----- RECORDS FOR THE EXERCISE -----

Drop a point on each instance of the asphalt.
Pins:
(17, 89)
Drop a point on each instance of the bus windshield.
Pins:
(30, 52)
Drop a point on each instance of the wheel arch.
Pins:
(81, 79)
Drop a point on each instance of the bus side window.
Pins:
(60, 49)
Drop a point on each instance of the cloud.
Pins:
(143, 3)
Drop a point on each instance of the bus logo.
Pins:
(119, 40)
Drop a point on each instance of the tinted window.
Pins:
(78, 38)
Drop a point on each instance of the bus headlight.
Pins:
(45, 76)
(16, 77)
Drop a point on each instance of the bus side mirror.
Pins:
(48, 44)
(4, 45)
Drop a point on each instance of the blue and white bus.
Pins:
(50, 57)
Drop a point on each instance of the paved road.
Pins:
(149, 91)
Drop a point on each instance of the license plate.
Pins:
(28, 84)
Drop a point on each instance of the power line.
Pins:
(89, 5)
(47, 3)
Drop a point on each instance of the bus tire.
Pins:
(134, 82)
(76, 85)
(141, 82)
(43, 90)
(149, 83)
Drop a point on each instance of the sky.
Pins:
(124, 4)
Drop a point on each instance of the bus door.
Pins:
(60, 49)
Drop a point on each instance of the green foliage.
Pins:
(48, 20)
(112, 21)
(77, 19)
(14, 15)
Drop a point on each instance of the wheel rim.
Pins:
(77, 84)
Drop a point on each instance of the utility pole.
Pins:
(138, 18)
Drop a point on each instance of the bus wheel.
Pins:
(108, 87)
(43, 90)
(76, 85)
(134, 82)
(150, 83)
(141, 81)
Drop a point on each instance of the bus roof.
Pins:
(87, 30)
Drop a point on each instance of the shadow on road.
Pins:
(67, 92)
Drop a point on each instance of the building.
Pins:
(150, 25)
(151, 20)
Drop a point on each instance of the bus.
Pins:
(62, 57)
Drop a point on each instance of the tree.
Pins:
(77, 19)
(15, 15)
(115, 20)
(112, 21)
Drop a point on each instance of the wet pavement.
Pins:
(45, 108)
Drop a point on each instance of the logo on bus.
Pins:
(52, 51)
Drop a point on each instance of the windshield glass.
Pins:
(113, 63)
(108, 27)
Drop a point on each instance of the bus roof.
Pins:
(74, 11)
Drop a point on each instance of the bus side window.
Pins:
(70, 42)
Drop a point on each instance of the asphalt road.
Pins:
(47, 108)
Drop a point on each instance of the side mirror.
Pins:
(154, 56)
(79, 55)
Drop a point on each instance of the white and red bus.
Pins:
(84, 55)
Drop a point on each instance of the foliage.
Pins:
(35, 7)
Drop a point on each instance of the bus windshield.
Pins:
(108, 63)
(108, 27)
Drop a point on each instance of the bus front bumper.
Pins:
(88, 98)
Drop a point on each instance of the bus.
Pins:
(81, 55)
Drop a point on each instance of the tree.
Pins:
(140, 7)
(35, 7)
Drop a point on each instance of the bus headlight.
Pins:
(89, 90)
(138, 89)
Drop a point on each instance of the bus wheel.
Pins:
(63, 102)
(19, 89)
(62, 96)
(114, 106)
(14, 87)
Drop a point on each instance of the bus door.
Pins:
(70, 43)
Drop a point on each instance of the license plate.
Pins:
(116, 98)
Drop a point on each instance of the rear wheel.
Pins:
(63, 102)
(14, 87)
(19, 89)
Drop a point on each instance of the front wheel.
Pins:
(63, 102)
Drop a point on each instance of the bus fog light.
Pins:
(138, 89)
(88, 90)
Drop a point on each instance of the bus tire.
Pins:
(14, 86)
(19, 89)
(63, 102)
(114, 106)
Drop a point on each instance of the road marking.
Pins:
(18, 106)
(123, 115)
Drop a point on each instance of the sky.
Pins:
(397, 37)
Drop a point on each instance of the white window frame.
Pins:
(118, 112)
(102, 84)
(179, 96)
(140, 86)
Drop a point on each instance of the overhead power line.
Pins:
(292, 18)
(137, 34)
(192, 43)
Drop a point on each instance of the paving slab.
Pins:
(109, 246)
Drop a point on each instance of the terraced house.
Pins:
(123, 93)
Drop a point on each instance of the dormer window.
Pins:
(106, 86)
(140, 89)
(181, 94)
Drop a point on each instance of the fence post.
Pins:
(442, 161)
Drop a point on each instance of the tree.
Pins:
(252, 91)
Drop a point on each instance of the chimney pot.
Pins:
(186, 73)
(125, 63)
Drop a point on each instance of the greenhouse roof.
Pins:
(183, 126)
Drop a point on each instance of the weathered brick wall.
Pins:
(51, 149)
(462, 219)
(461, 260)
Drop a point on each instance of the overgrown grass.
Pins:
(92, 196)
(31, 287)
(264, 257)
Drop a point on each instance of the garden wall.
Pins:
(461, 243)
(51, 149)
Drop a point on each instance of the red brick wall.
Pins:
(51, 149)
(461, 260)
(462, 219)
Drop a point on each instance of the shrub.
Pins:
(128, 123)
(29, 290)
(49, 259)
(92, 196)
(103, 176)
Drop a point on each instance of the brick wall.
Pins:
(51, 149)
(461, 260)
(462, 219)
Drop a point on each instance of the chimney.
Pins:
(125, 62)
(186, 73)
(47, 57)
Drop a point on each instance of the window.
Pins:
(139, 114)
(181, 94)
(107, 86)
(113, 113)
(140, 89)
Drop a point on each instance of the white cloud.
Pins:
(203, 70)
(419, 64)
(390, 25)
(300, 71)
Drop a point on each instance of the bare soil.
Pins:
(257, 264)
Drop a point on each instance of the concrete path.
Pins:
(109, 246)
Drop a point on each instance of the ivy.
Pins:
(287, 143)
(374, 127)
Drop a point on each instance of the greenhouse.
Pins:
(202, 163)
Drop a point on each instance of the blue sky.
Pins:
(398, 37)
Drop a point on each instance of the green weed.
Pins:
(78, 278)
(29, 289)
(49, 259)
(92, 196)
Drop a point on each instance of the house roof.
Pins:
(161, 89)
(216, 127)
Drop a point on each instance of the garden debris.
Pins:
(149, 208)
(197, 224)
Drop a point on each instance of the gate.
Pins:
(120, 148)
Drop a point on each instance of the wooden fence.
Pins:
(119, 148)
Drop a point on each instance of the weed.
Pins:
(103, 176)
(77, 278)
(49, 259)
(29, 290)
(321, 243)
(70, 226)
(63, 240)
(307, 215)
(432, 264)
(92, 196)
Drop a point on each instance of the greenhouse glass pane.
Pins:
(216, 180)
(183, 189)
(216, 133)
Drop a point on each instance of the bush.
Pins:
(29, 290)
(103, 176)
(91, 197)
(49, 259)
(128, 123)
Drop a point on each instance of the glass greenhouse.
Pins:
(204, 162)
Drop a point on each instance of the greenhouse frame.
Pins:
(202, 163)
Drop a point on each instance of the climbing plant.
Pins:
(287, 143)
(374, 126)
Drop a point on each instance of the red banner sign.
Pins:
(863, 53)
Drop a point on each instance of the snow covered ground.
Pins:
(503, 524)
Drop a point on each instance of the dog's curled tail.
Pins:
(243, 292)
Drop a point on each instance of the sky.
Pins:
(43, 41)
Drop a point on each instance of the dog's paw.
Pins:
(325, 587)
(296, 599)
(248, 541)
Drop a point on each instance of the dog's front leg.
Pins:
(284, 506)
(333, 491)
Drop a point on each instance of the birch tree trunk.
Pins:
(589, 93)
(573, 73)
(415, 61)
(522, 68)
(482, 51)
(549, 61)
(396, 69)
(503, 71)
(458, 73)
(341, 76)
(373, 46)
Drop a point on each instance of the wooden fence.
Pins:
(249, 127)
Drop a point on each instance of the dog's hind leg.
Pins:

-----

**EXERCISE GOAL**
Work out the number of lines in the listing above that hold the word "side". Write that number by itself.

**EXERCISE ANSWER**
4